--- Start of Stored rows ---

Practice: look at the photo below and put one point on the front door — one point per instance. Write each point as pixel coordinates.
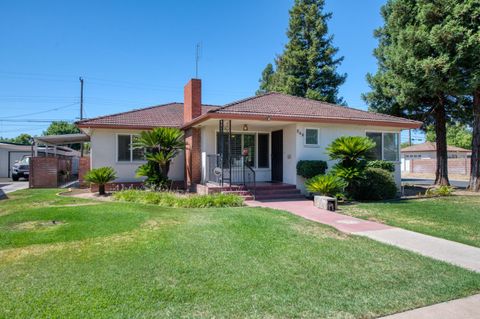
(277, 156)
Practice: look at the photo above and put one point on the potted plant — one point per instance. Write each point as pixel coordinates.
(101, 176)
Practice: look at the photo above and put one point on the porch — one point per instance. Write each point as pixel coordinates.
(254, 159)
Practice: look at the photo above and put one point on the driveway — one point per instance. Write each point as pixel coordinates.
(427, 181)
(8, 186)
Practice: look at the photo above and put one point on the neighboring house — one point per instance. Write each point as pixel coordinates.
(269, 133)
(9, 154)
(428, 150)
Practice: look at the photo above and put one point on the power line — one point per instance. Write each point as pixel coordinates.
(41, 112)
(37, 120)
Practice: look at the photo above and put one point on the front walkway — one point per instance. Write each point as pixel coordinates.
(465, 308)
(455, 253)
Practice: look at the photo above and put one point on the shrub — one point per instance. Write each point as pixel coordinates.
(328, 185)
(352, 153)
(309, 169)
(161, 145)
(388, 166)
(170, 199)
(377, 184)
(440, 191)
(100, 176)
(350, 150)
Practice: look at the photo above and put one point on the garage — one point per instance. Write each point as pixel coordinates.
(9, 153)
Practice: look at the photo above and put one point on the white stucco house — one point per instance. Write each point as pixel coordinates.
(268, 133)
(9, 154)
(428, 150)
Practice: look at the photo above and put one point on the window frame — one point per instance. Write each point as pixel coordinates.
(131, 135)
(383, 144)
(305, 137)
(256, 145)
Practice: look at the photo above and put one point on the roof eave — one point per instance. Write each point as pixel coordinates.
(117, 126)
(207, 116)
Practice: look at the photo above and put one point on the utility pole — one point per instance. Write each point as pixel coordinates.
(197, 58)
(81, 110)
(81, 98)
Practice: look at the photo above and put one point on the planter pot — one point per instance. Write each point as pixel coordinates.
(325, 202)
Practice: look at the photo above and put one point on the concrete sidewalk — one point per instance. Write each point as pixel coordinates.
(452, 252)
(455, 253)
(465, 308)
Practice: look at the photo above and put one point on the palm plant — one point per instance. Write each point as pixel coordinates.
(162, 145)
(328, 185)
(351, 150)
(352, 153)
(100, 176)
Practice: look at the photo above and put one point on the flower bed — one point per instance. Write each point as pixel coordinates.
(171, 199)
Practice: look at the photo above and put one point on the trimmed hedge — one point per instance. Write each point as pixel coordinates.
(170, 199)
(377, 184)
(309, 169)
(388, 166)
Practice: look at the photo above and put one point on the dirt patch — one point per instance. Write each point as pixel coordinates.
(86, 194)
(37, 225)
(75, 205)
(318, 232)
(154, 224)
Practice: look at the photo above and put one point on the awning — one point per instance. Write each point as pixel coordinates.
(62, 139)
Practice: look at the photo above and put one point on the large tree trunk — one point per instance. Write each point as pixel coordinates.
(441, 174)
(474, 184)
(101, 189)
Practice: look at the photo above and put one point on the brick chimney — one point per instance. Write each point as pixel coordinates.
(192, 103)
(192, 108)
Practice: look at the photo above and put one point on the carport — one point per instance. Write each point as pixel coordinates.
(57, 164)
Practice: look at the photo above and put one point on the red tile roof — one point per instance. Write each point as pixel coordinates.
(271, 106)
(432, 147)
(166, 115)
(288, 106)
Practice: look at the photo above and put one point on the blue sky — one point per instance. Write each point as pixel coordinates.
(139, 53)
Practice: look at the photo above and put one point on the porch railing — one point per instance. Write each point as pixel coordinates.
(232, 172)
(249, 178)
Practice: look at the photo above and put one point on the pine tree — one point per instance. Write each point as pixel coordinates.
(266, 81)
(466, 18)
(419, 72)
(308, 65)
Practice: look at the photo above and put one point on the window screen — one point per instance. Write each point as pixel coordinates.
(311, 136)
(377, 150)
(123, 148)
(138, 154)
(249, 144)
(390, 146)
(263, 151)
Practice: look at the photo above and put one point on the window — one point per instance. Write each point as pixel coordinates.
(377, 151)
(263, 150)
(126, 153)
(257, 156)
(311, 136)
(387, 146)
(249, 146)
(390, 147)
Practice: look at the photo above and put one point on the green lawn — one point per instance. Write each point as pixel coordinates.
(455, 218)
(121, 260)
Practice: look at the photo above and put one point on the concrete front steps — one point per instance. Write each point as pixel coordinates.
(277, 191)
(241, 191)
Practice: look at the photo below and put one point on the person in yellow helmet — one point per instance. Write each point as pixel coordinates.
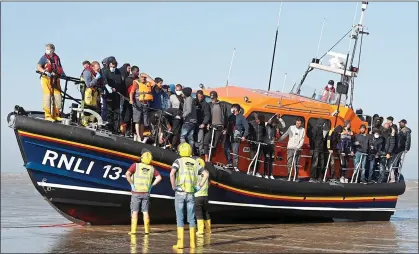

--- End of Stored rows ---

▶ **Directive**
Please reproduce every item above word for word, leaving the pictures out of your answer.

▶ **Correct response**
Practice: look at the photo below and put one point on the front door — one point per instance. Write each point as pixel coordinates.
(277, 156)
Practice: look at the photo above and put one point on the potted plant — one point per instance. Write each point as pixel coordinates.
(101, 176)
Practice: look at the photo above and put one point on the porch — one point per instance. Write each point as pixel coordinates.
(254, 159)
Practice: look at the photo above and put one point on the driveway — one point per instance. Write each point as pixel coordinates.
(427, 181)
(8, 186)
Practice: look at the photo above and put one point on the neighboring house — one point per instance. Write each point as pixel coordinates.
(269, 133)
(9, 154)
(428, 150)
Practice: look at the photo above and put one point on the power line — one point per instance. Write each point as pixel coordinates.
(41, 112)
(37, 120)
Practice: look at the photo above and put one point on the front walkway — one point per instance. Write each point as pixel coordinates.
(465, 308)
(455, 253)
Practice: look at the photo above and put one point on the shrub — one point per instance. Write each point as pixel coordinates.
(328, 185)
(352, 153)
(309, 169)
(161, 145)
(388, 166)
(170, 199)
(377, 184)
(440, 191)
(100, 176)
(350, 150)
Practice: look at the photo above and put one point on the garage — one point per instance. Write each point as pixel coordinates.
(9, 153)
Practice: look at the photo above and put one point on the white stucco house — one point per instance. Write each point as pixel coordinates.
(268, 133)
(9, 154)
(428, 150)
Practice: look at the photo above and put one point on the window frame — one point per instance. Write each point as pixel coordinates.
(131, 135)
(383, 144)
(305, 137)
(256, 145)
Practice: look at the photo above and put one point on the roof eave — one point per instance. Write each point as pixel coordinates.
(117, 126)
(207, 116)
Practice: look at the photo above and put one point on the utility pole — one point per instance. Write each point as pixel coordinates.
(197, 58)
(81, 110)
(81, 98)
Practice: look at the photo above and put one point on the planter pot — one point per instance. Write each point as pixel coordinates.
(325, 202)
Practice: look at the photo above and put one point on the concrete sidewalk — one point per instance. Write each point as pixel coordinates.
(452, 252)
(455, 253)
(465, 308)
Practice: look at the photo above and put one point on the palm plant — one point per instance. Write each point as pixel coordinates.
(162, 145)
(328, 185)
(351, 150)
(352, 153)
(100, 176)
Practice: look at the photo above and put one point on the flower bed — one point per instance. Write each point as pixel coordinates.
(171, 199)
Practice: look at the photo above and put one point on the trimmed hedge — one point per instance. Write each point as pixel coordinates.
(170, 199)
(377, 184)
(309, 169)
(388, 166)
Practice: look at the photo above and put one point on the dirt patch — one point per instance. Write each point as pixel coordinates.
(86, 194)
(37, 225)
(75, 205)
(318, 232)
(154, 224)
Practice: look at the photo above and put one point on the awning — one point per instance. Write each point as pixel coordinates.
(62, 139)
Practice: look at the photo above and put one point on the large tree trunk — one point per instance. Write each point as pixel coordinates.
(441, 174)
(474, 184)
(101, 189)
Practice: look at the photo above and put one point on the brick chimney — one point per instance. Write each point as pixel coordinates.
(192, 103)
(192, 108)
Practice: look at the photo above and put one point on the carport — one point per instance. Write each point as pixel coordinates.
(57, 164)
Practice: look at the photo above and put one point on the red tile roof — one point per instance. Write each point as pixel coordinates.
(271, 106)
(432, 147)
(166, 115)
(288, 106)
Practice: look at the photo above and put one point on the blue sky — one point per instance. Write each point as pixel coordinates.
(139, 53)
Practice: look at the photo above and put one point on the porch railing — one point per instance. Write each point as pixel coordinates.
(232, 172)
(249, 178)
Practice: look at the photo above and put one point on the pine tree — one point per instance. Write each point as pixel coordinates.
(266, 81)
(466, 18)
(419, 72)
(308, 65)
Practice: look at the photo above and put one point on the window screen — one point per instance. Write each point as pixel coordinates.
(311, 136)
(377, 150)
(123, 148)
(138, 154)
(249, 144)
(390, 146)
(263, 151)
Practice: look at the photo above and put one point on the window — one point per instance. Write each point as pixel coordinates.
(377, 151)
(263, 150)
(126, 153)
(257, 156)
(311, 136)
(387, 146)
(249, 146)
(390, 147)
Practice: look at the photo above and put one point on the green lawn — one point per instance. Write each point as pixel coordinates.
(455, 218)
(121, 260)
Practice: look at the photo above and put one point on the concrete front steps — one point per instance. Write each point as pixel coordinates.
(277, 191)
(241, 191)
Practice: look at the photo below and put one point on the person in yellow helmet — one point per instance. Write each point as pixel coordinates.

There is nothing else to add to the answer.